◆ **Aim**:
Please return, word for word, the rows that begin at the line containing "of the printed" and end at the line containing "<point>65,135</point>", including both of those lines.

◆ **Excerpts from a pointing dataset**:

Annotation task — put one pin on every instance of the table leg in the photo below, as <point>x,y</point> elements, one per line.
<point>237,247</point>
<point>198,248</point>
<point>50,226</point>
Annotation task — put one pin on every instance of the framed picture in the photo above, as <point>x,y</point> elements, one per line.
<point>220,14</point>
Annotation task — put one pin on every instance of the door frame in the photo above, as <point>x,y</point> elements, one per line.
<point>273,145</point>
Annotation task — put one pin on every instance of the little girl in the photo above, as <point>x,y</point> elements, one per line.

...

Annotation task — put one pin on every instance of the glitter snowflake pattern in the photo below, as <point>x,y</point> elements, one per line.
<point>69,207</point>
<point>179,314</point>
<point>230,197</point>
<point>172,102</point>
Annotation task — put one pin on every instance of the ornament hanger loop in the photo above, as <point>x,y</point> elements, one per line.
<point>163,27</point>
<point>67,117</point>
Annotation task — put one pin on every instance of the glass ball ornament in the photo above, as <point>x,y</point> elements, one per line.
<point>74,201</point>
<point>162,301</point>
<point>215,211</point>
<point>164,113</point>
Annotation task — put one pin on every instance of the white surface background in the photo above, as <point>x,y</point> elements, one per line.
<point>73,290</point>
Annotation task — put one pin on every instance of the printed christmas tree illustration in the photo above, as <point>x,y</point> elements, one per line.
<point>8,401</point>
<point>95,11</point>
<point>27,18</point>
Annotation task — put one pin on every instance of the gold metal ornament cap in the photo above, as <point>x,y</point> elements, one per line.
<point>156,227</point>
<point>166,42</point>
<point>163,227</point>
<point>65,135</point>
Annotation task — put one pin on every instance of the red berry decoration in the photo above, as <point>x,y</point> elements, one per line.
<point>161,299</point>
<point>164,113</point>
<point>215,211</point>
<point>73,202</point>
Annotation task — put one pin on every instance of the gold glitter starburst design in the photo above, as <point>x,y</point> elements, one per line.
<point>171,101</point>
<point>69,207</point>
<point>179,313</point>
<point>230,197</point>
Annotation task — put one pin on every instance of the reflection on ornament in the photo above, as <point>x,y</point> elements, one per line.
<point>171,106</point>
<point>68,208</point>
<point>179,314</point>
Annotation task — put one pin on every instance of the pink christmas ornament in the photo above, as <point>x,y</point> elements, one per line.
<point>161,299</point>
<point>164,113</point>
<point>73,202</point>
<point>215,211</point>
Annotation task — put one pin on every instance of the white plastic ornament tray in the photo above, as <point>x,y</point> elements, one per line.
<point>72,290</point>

◆ **Task answer**:
Annotation task — put one pin on every instance of the printed christmas tree illustration in the photo above, as <point>x,y</point> elements, one per line.
<point>8,401</point>
<point>95,11</point>
<point>27,18</point>
Annotation task — put one pin on every instance of the gold metal ornament cap in the photo above, as <point>x,y</point> elements, one per line.
<point>156,227</point>
<point>166,42</point>
<point>163,227</point>
<point>65,135</point>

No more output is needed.